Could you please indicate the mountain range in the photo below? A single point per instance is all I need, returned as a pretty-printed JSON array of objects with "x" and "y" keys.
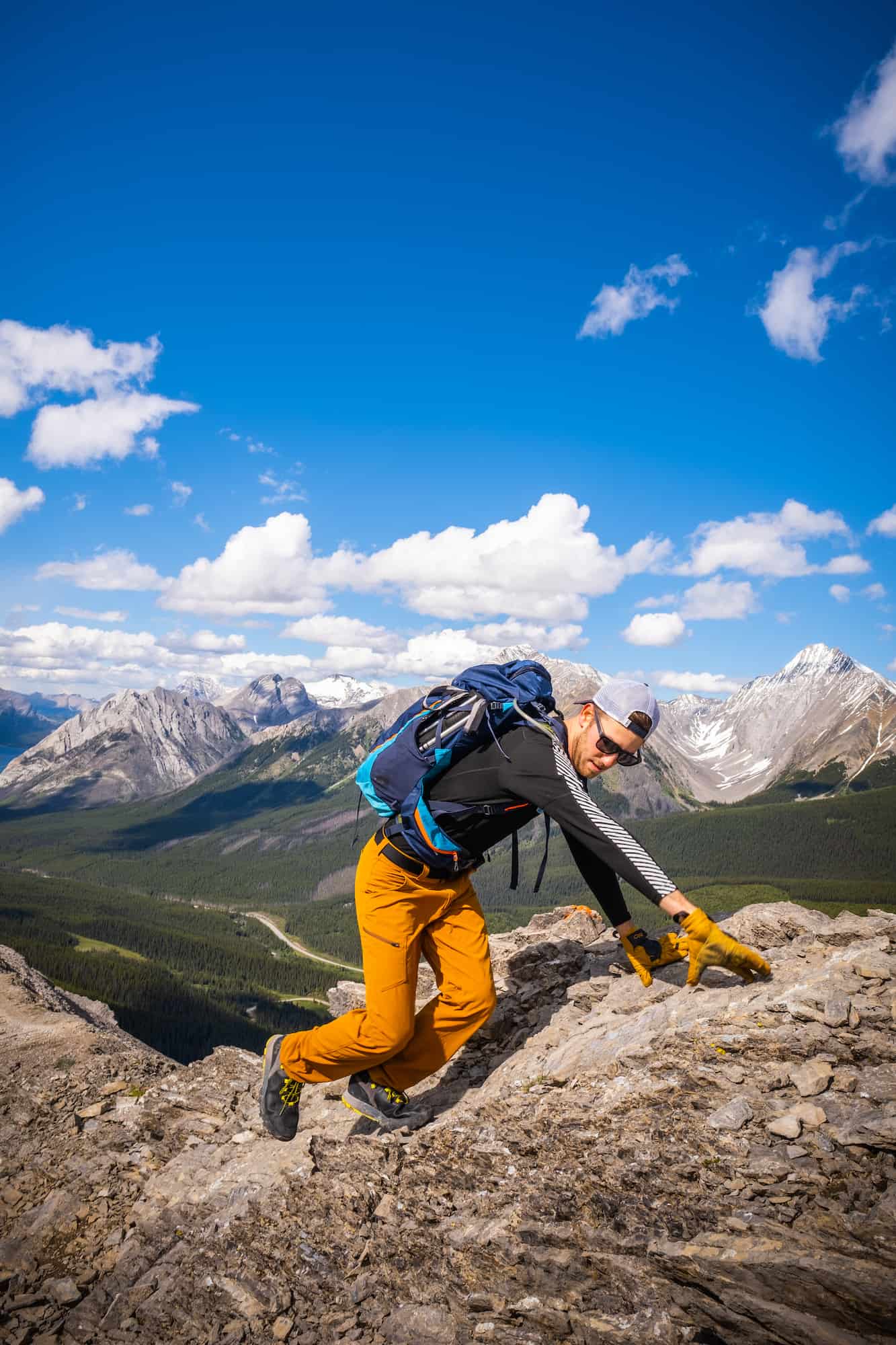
[{"x": 821, "y": 723}]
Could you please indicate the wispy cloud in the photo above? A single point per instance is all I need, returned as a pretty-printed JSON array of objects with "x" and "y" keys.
[
  {"x": 84, "y": 615},
  {"x": 14, "y": 502},
  {"x": 653, "y": 605},
  {"x": 84, "y": 434},
  {"x": 616, "y": 306},
  {"x": 771, "y": 545},
  {"x": 654, "y": 629},
  {"x": 696, "y": 683},
  {"x": 797, "y": 319},
  {"x": 116, "y": 570},
  {"x": 36, "y": 362},
  {"x": 283, "y": 489},
  {"x": 865, "y": 135}
]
|---|
Activity: Verbatim copy without images: write the records above out in full.

Output of the exercise:
Could you please indicate the mountain range in the photo below? A single point per instance is all I need, returned as a pretty-printed JSON array of objects with "x" and "y" keys.
[{"x": 821, "y": 723}]
Could you please indicate the wispy cloud in the photo above? A single point per instance is all I need, returned as a pretty-printed JSON array of objects with "x" and "y" keys.
[
  {"x": 84, "y": 615},
  {"x": 14, "y": 502},
  {"x": 653, "y": 605},
  {"x": 84, "y": 434},
  {"x": 616, "y": 306},
  {"x": 771, "y": 545},
  {"x": 654, "y": 629},
  {"x": 696, "y": 683},
  {"x": 797, "y": 319},
  {"x": 116, "y": 570},
  {"x": 36, "y": 362},
  {"x": 283, "y": 489},
  {"x": 865, "y": 135}
]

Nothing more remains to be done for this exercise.